◆ Work to complete ◆
Lay out everything in the records below, from the line containing "In the photo above, where can the light blue" down to the final line, as a numbered list with blank lines omitted.

----------------

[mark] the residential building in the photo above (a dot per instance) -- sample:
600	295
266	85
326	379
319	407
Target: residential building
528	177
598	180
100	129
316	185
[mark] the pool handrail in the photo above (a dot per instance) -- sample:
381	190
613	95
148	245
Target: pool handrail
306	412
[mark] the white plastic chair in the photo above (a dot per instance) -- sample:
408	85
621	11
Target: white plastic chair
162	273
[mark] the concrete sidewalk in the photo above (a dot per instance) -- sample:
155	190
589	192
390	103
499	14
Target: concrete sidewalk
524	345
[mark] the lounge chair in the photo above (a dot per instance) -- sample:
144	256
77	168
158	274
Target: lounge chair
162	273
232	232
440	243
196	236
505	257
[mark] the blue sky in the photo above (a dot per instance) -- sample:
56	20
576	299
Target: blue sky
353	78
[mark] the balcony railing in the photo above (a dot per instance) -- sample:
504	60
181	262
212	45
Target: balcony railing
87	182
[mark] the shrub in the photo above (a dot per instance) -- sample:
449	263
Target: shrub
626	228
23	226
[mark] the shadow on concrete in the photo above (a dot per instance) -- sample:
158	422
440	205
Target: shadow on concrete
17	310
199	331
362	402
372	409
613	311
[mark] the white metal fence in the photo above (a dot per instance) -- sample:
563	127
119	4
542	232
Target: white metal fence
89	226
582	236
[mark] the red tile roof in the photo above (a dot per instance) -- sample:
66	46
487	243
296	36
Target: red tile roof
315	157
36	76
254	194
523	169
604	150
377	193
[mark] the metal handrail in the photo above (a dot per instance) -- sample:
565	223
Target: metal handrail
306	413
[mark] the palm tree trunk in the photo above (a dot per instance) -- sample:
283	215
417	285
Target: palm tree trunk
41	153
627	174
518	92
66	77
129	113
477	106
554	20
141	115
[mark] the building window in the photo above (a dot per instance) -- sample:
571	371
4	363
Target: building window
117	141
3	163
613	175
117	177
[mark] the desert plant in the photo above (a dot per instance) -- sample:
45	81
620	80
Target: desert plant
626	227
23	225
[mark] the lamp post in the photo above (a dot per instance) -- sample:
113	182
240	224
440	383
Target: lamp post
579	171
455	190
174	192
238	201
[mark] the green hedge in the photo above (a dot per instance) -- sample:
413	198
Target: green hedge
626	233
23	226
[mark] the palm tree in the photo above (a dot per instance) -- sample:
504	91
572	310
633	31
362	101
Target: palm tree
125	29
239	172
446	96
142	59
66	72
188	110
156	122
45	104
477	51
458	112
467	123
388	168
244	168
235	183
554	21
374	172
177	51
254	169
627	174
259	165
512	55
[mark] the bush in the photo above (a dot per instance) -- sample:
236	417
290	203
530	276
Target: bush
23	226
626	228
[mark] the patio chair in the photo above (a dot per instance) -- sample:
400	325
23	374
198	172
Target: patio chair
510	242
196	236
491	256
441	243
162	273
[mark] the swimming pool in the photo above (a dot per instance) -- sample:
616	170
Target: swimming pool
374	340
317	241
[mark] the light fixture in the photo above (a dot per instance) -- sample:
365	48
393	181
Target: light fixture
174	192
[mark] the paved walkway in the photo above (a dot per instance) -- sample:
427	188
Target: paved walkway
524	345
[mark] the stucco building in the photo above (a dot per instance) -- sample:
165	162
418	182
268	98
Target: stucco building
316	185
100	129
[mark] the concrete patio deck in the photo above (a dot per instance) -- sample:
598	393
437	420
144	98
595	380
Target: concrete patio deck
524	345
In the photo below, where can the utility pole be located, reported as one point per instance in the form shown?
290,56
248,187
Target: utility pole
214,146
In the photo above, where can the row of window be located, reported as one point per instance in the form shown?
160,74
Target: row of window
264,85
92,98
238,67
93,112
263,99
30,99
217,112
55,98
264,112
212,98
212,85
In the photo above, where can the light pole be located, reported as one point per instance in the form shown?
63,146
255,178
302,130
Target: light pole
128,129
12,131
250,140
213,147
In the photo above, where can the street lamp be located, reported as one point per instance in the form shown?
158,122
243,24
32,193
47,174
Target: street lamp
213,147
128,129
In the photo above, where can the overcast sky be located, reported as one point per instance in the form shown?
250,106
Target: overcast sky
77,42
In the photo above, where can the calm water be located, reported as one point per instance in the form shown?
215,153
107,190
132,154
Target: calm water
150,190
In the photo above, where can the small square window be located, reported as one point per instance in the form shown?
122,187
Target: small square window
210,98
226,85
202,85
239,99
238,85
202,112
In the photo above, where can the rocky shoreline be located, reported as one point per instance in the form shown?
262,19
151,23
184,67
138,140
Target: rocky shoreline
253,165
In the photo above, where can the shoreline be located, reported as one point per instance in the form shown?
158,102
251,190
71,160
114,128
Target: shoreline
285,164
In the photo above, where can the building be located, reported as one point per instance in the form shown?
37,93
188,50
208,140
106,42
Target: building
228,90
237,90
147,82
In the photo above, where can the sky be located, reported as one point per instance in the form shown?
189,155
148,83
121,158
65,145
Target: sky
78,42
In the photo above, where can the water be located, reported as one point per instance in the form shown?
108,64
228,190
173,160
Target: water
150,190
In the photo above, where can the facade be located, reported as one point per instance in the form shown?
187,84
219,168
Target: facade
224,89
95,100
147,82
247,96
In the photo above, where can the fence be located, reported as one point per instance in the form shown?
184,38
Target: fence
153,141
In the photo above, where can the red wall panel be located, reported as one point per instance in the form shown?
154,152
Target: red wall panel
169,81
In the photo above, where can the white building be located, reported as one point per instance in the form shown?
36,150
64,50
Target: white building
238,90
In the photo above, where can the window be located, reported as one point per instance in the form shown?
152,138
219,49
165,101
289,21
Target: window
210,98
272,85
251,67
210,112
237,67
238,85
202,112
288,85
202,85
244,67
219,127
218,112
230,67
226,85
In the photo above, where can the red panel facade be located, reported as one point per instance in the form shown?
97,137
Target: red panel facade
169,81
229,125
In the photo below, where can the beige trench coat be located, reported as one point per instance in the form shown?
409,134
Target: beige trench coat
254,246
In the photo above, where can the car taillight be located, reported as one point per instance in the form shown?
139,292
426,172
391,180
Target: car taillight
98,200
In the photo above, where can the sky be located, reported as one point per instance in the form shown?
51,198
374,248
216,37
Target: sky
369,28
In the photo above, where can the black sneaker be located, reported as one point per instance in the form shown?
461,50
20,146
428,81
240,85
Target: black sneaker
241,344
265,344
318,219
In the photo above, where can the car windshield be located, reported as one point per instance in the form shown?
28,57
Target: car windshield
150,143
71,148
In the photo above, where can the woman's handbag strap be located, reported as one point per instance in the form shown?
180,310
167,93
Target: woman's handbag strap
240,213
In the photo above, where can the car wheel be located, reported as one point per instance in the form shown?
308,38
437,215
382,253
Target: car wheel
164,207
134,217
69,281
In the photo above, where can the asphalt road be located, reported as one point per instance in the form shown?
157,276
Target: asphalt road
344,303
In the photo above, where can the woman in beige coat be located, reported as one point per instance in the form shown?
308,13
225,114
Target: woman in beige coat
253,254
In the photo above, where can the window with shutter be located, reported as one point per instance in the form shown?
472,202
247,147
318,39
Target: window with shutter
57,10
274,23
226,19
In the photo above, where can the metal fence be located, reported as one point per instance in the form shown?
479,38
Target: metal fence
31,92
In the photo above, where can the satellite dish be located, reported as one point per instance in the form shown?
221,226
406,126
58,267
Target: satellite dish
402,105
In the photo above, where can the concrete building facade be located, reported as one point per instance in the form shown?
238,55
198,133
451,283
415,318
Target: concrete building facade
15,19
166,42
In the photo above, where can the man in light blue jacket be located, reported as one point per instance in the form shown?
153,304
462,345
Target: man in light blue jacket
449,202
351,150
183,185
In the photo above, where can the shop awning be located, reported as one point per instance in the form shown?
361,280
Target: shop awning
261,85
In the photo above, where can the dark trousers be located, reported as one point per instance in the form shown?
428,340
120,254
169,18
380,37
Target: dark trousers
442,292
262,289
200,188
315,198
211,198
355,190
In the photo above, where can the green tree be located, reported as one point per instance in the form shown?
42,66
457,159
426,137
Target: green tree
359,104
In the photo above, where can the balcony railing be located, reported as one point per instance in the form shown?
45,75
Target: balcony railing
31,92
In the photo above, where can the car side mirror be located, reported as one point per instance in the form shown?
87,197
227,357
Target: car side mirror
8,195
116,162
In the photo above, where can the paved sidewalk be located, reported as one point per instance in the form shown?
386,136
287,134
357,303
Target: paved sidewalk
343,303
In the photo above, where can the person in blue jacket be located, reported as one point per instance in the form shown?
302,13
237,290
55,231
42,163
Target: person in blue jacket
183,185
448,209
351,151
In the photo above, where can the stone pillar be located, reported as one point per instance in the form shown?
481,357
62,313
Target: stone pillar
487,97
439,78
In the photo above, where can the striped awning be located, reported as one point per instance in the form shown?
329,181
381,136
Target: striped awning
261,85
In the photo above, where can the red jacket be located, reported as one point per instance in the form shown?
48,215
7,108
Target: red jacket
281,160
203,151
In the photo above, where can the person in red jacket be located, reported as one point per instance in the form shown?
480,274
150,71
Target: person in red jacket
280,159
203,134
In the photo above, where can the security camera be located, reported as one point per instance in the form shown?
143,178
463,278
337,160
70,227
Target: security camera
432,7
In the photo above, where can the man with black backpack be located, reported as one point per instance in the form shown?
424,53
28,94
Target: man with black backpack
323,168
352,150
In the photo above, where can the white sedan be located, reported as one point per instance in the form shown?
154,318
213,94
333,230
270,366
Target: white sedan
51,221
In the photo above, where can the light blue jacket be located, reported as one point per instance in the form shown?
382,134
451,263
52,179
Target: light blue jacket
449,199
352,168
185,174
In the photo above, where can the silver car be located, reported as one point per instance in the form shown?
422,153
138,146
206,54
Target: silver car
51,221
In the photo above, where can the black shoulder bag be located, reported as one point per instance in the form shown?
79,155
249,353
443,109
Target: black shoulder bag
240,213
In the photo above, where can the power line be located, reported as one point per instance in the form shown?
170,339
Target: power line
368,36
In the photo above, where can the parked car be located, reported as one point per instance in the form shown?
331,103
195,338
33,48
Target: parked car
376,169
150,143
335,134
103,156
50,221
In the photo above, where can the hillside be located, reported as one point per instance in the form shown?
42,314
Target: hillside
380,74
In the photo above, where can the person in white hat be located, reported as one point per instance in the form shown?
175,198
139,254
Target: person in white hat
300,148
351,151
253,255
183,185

----------------

◆ Worked solution ◆
1. In the photo above, where can the light blue jacket be located, reported as one point per instance in the form shown?
2. 382,134
3. 451,263
4. 52,179
5. Target: light blue jacket
6. 449,199
7. 352,168
8. 185,174
9. In the photo above, where can the silver car be located, reported as one point per instance in the form shown?
10. 422,153
11. 138,146
12. 206,54
13. Target: silver car
14. 51,221
15. In the photo above, where can the black shoulder bag be located, reported as one point per instance in the form shown?
16. 79,155
17. 249,353
18. 443,109
19. Target: black shoulder bag
20. 240,213
21. In the photo above, where can the power line be located, reported as one point per instance in the form shown?
22. 170,339
23. Target: power line
24. 368,36
25. In the photo above, where can the parked car be located, reported as one point per instance in the form shown?
26. 331,103
27. 195,338
28. 33,48
29. Target: parked car
30. 376,169
31. 150,143
32. 335,134
33. 103,156
34. 50,221
35. In the photo above, where can the hillside be located, reported as one point per instance in the form shown?
36. 42,314
37. Target: hillside
38. 380,74
39. In the photo above, where can the person in white hat be located, reported as one point per instance in the form shown?
40. 175,198
41. 139,254
42. Target: person in white hat
43. 300,148
44. 351,151
45. 253,255
46. 183,185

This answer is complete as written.